***** PASSAGE *****

(This comment provides more intuition pumps for why it is invalid to argue “math implies AI risk”. This is not a controversial point—the critical review agrees that this is true—but I figured it was worth writing down for anyone who might still find it confusing, or feel like my argument in the post is “too clever”.)
It should seem really weird to you on a gut level to hear the claim that VNM theorem, and only the VNM theorem, implies that AI systems would kill us all. Like, really? From just the assumption that we can’t steal resources from the AI system with certainty [1], we can somehow infer that the AI must kill us all? Just by knowing that the AI system calculates the value of uncertain cases by averaging the values of outcomes based on their probabilities [2], we can infer that the AI system will take over the world?
But it’s even worse than that. Consider the following hopefully-obvious claims:
The argument for AI risk should still apply if the universe is deterministic.
The argument for AI risk should still apply if the agent is made more intelligent.
If you believe that, then you should believe that the argument for AI risk should also work in a deterministic universe in which the AI can perfectly predict exactly what the universe does. However, in such a universe, the VNM theorem is nearly contentless—the AI has no need of probability, and most of the VNM axioms are irrelevant. All you get with the VNM theorem in such a universe is that the AI’s ordering over outcomes is transitive: If it chooses A over B and B over C, then it also chooses A over C. Do you really think that just from transitivity you can argue for AI x-risk? Something must have gone wrong somewhere.
I think the way to think about the VNM theorem is to see it as telling you how to compactly describe choice-procedures.

***** EXTRACTED DATA *****

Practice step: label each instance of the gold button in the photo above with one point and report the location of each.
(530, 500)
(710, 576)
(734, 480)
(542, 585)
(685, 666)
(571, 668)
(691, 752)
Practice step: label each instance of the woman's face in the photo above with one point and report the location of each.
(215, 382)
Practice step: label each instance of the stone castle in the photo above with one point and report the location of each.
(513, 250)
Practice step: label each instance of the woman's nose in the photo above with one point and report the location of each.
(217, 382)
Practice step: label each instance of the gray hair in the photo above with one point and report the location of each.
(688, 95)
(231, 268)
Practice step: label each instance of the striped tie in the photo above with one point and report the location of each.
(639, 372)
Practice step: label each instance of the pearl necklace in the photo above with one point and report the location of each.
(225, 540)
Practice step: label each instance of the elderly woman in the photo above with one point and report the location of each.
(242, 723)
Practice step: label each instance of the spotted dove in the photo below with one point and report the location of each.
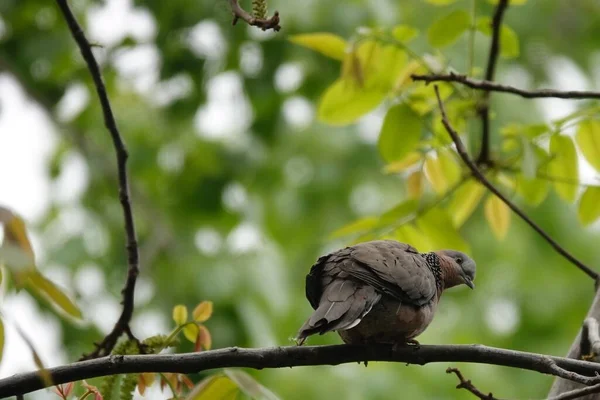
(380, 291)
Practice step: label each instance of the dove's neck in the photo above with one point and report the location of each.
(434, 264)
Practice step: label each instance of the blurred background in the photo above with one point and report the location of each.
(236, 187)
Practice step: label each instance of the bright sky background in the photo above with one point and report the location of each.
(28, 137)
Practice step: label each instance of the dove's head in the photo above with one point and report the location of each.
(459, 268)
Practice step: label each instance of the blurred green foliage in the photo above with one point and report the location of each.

*****

* PROBLEM 1
Please return the passage of the comment on the VNM theorem beginning at the words "But it’s even" and ending after the words "made more intelligent.", copied word for word.
* PROBLEM 2
Decide whether each statement agrees with the comment on the VNM theorem, answering yes or no and quoting the deciding words: (a) The critical review disputes that it is invalid to argue "math implies AI risk." (b) In a deterministic universe the AI can perfectly predict, the VNM theorem gives only that the AI's ordering over outcomes is transitive. (c) The argument for AI risk should still apply if the agent is made more intelligent.

* COMPLETE ANSWER 1
But it’s even worse than that. Consider the following hopefully-obvious claims:
The argument for AI risk should still apply if the universe is deterministic.
The argument for AI risk should still apply if the agent is made more intelligent.

* COMPLETE ANSWER 2
(a) No: "the critical review agrees that this is true"
(b) Yes: "All you get with the VNM theorem in such a universe is that the AI’s ordering over outcomes is transitive"
(c) Yes: "The argument for AI risk should still apply if the agent is made more intelligent."